Collect each line from the items below that contains the word "purple", and copy those lines unchanged.

-- Begin --

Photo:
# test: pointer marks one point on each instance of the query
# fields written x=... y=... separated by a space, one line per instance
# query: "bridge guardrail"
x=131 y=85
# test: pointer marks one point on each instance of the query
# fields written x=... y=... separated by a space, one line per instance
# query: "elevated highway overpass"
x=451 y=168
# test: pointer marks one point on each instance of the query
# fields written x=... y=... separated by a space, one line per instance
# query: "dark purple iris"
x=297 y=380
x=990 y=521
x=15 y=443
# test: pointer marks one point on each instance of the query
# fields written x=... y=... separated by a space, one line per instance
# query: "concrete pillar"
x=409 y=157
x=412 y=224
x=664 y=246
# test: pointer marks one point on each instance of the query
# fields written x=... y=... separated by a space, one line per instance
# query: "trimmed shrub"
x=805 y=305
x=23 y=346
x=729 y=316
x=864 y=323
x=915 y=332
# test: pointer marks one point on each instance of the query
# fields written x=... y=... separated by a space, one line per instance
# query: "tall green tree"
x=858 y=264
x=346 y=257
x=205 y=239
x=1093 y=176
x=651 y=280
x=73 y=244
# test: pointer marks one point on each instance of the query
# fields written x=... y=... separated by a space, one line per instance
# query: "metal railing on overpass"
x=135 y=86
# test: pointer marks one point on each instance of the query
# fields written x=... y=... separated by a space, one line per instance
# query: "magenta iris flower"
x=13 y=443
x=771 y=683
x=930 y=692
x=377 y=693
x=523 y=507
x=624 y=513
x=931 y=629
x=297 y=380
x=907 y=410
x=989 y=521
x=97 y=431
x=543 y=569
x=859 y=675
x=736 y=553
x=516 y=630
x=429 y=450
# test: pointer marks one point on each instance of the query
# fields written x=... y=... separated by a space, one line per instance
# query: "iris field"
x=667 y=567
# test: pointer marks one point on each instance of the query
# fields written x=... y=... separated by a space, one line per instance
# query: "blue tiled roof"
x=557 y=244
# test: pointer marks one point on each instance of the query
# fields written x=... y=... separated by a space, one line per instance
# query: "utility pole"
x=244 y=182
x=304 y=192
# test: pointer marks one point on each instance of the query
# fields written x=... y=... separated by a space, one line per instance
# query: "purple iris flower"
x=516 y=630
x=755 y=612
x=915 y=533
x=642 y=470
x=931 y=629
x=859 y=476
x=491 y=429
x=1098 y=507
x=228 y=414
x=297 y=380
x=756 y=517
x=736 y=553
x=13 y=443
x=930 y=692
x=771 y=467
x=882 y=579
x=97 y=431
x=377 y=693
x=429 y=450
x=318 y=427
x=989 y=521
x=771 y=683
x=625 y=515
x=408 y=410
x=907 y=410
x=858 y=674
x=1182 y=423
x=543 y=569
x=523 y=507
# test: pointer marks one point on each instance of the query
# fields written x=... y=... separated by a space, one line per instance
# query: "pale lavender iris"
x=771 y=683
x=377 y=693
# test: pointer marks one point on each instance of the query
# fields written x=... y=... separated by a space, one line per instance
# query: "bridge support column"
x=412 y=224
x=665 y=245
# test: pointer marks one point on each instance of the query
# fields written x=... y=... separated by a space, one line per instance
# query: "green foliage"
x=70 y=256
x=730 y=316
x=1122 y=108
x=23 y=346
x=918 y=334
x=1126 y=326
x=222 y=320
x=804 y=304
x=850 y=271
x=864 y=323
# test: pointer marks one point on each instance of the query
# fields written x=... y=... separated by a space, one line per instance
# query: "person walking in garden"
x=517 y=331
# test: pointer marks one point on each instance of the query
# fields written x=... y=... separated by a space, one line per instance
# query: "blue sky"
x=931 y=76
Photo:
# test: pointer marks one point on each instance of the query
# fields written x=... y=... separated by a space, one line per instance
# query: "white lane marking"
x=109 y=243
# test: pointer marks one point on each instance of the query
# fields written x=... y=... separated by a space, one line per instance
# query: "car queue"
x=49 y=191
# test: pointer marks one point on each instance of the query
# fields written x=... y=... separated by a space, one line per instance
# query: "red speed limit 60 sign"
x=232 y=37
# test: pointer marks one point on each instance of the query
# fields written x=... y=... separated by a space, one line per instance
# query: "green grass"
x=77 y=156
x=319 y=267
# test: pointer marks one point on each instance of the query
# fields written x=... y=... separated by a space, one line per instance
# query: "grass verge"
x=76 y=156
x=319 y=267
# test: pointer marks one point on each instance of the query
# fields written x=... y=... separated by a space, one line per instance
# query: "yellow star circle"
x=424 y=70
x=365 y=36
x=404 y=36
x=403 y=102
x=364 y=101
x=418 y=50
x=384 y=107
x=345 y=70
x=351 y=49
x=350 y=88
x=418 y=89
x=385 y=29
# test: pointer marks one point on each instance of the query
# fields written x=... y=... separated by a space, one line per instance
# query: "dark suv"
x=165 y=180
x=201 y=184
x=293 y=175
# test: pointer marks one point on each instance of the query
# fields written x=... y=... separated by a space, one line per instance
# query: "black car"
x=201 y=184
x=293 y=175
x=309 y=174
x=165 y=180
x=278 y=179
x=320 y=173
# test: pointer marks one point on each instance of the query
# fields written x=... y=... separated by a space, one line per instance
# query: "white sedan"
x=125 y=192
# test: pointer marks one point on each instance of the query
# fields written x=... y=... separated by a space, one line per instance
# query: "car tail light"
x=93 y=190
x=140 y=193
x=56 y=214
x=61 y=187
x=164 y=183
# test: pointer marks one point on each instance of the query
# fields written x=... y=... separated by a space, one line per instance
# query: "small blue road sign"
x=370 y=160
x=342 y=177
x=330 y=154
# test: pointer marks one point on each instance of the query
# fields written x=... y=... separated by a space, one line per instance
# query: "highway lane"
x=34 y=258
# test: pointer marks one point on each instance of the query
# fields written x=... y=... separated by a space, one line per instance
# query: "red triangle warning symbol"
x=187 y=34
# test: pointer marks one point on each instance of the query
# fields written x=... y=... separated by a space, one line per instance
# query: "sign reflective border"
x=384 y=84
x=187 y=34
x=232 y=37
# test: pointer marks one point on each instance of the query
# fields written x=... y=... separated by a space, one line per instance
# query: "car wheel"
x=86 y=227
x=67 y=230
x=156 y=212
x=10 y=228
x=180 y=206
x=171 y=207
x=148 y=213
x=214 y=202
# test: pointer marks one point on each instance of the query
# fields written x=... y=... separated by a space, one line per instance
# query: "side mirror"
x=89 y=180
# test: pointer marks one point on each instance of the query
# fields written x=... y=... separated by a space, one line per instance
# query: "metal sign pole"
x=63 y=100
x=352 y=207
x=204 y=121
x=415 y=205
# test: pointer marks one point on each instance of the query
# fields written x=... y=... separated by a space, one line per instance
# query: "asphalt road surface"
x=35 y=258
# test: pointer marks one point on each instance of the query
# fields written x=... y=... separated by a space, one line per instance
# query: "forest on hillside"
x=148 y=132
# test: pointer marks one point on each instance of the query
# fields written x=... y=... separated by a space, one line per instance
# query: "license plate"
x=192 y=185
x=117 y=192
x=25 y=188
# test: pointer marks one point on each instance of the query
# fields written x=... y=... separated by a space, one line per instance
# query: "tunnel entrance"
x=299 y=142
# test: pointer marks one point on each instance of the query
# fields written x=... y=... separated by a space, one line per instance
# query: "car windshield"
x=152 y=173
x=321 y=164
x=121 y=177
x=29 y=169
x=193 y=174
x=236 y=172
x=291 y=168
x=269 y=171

-- End --

### EXERCISE OUTPUT
# query: "dark purple iris"
# query: "purple iris flower"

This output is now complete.